PROBLEM A = Transcribe the entries below, starting at the line that contains "Phrase -- dirt road" and continuing through the end of the entries.

PROVIDED TEXT =

● ● ● ● ●

The Winwick Pig

geograph-3743542-by-Colin-Park

On the exterior of St. Oswald’s Church in Winwick, Warrington, are two figures representing St. Oswald and St. Antony. Just to the side of St. Antony’s foot is another little carving, worn with time, which some believe to be a lion, the emblem of a local family, the Gerards. Such is the sensible history.

Others believe that the carving is not a lion at all, but a pig. Why? Well, there are three explanations to choose from. The first says that it is associated with St. Antony, who gave up a life of degeneracy in order to become a Christian. The pig, regarded as a filthy creature, represents the degenerate life which St. Antony trampled underfoot.

The second explanation is that the pig is in memory of the annual ‘tithe pig’ which made regular tours of the village in search of food. The pig wore a little bell around its neck and parishioners, on hearing the bell, would offer up anything they could spare. In due course, the fattened pig would be slaughtered and shared out amongst the poorest families.

The third explanation, though, carries all the hallmarks of a true English folkloric story and is, for that reason, my favourite.

● ● ● ● ●

PROBLEM B =
Answer these questions about the Winwick pig text:
(i) Which two figures are on the exterior of St. Oswald's Church?
(ii) What did the tithe pig wear around its neck?
(iii) Which local family's emblem do some believe the carving to be?

● ● ● ● ●

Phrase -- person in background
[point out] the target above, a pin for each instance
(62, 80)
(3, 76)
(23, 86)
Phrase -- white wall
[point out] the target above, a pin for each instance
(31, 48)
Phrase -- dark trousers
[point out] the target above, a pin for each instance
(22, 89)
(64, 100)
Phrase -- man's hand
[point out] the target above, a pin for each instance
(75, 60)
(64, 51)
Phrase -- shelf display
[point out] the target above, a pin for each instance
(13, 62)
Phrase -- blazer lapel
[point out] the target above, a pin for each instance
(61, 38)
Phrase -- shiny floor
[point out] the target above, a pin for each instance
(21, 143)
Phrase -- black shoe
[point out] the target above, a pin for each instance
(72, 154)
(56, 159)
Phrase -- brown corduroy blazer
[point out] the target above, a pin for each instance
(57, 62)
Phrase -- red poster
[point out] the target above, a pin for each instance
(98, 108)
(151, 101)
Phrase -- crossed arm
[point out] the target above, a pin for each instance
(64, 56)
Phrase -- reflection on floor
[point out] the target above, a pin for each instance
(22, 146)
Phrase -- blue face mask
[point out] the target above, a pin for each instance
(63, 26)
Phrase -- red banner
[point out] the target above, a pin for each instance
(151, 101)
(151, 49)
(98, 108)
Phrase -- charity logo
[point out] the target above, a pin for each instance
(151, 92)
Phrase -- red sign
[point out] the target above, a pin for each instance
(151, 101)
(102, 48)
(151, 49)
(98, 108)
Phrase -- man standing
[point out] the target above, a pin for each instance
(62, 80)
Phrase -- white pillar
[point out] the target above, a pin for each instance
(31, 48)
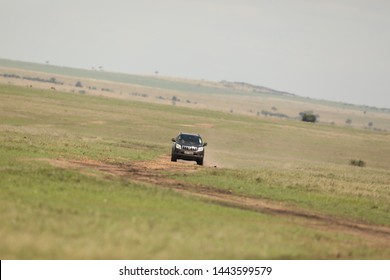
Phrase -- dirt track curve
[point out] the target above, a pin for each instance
(151, 172)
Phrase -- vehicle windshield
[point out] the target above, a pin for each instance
(191, 139)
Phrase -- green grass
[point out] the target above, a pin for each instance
(48, 212)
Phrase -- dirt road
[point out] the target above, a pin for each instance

● ● ● ● ●

WRITTEN REPLY A =
Phrase -- dirt road
[point out] the target above, a pin for each instance

WRITTEN REPLY B =
(i) St. Oswald and St. Antony
(ii) A little bell
(iii) The Gerards